Location identification entries:
-=-=-=-=-

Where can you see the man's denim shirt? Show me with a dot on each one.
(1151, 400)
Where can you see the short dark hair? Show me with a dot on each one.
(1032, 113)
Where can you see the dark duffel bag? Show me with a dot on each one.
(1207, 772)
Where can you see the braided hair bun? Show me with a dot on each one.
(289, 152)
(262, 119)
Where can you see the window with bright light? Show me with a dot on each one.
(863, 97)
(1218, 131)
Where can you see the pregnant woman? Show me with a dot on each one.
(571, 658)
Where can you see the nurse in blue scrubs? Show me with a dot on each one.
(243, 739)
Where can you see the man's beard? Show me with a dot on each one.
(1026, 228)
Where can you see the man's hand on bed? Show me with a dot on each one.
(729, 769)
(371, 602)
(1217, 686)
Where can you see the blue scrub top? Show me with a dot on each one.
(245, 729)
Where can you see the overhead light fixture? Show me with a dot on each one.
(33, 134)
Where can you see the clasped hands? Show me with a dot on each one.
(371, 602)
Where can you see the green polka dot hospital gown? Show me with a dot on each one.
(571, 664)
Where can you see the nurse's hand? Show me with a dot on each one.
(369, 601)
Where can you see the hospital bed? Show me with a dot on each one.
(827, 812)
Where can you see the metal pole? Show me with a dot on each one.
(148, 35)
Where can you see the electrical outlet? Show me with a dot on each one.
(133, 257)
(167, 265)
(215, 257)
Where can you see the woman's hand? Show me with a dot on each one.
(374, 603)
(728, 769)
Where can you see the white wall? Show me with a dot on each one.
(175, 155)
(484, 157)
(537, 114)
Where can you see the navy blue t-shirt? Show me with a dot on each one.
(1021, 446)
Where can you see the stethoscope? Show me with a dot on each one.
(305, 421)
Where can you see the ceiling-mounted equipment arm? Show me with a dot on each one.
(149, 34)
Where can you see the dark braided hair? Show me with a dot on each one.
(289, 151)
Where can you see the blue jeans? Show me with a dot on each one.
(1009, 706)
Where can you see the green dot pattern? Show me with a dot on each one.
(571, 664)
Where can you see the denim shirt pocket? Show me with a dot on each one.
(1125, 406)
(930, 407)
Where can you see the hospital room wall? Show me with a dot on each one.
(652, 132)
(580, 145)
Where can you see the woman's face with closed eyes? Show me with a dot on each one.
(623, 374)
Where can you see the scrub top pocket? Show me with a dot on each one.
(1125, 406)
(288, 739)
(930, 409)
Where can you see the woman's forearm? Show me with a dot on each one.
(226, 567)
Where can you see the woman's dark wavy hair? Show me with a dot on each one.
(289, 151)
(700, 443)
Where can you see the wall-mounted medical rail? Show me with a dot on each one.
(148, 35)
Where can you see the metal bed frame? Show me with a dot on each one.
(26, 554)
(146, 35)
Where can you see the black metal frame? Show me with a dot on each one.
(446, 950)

-=-=-=-=-

### EXERCISE AIM
Rewrite all the records above as a numbered list, leaving out any blank lines.

### COMPLETE ANSWER
1. Where can you see the man's denim shirt? Show me with a dot on each one.
2. (1151, 400)
3. Where can you see the short dark hair? Show me with a dot on each one.
4. (1032, 113)
5. Where can you see the dark duffel bag? Show me with a dot on each one.
6. (1207, 772)
7. Where can you see the braided hair bun? Show me with a dot on each one.
8. (289, 152)
9. (262, 119)
10. Where can you see the window with bright light? Show me with a dot on each one.
11. (863, 97)
12. (1218, 131)
13. Where can you see the pregnant woman? Show me with a dot on each one.
14. (571, 658)
15. Where can you see the nurse in blue scrubs? Show me with a dot on each one.
16. (243, 739)
17. Where can you see the man's beard? Show me with a dot on each one.
18. (1026, 228)
19. Where can you see the man's hand on bed? Show me with a dot on each one.
20. (729, 769)
21. (371, 602)
22. (1217, 686)
23. Where can you see the blue scrub top? Show me with a dot on each one.
24. (245, 729)
25. Where can you see the overhead light fixture? Show me with a dot on each one.
26. (33, 134)
27. Where can you see the clasped hands? Show me with a dot on each one.
28. (371, 602)
29. Where can you see the green polka dot hospital gown? Show me with a dot on each one.
30. (571, 664)
31. Where can you see the nurse's hand? Show me with a dot on each one.
32. (369, 601)
33. Where can you see the hospital bed? Show me with a dot on each one.
34. (827, 812)
35. Where can you see the metal pole? Show me with a dot on each one.
36. (148, 35)
37. Where can you see the electrical outlet? Show me with a dot on each one.
38. (133, 257)
39. (167, 265)
40. (215, 257)
41. Where can you see the woman's hand? Show me with a dot on each one.
42. (374, 603)
43. (728, 769)
44. Where can you see the white wall? Show me with a dot on each one.
45. (175, 155)
46. (484, 157)
47. (537, 114)
48. Where can you see the navy blue t-shirt? Show me with a dot on each one.
49. (1021, 446)
50. Where can you see the stethoscope? Show me with a dot on each one.
51. (305, 421)
52. Where can you see the ceiling-mounted equipment arm? Show me with a dot on each one.
53. (149, 34)
54. Where can you see the dark braided hair? Show me with a dot on each one.
55. (289, 151)
56. Where can you see the blue jeans? Show me with a dot on each one.
57. (1009, 706)
58. Where can you see the green dot pattern? Show me with a dot on each one.
59. (571, 664)
60. Where can you see the denim shirt pocket? Show me with a dot on each one.
61. (1125, 406)
62. (930, 407)
63. Where can you see the hospital room wall? Show me with a dot on each one.
64. (652, 132)
65. (580, 145)
66. Where can you see the woman's face with closed eyes? Show me with a dot on each one.
67. (623, 374)
68. Where can you see the scrub top pocket? Show me with a dot on each one.
69. (1125, 406)
70. (288, 739)
71. (930, 409)
72. Where can you see the woman's forearm? Show me with a dot on each one.
73. (226, 567)
74. Where can you see the woman's dark wavy hair? Show me with a dot on each one.
75. (289, 151)
76. (700, 443)
77. Where can you see the wall-mounted medical rail? Show me with a dot on each one.
78. (148, 35)
79. Where can you see the metal bed frame? Show me with a dot on each one.
80. (26, 554)
81. (146, 35)
82. Where can you see the black metal frame? Show me with a dot on each one.
83. (446, 950)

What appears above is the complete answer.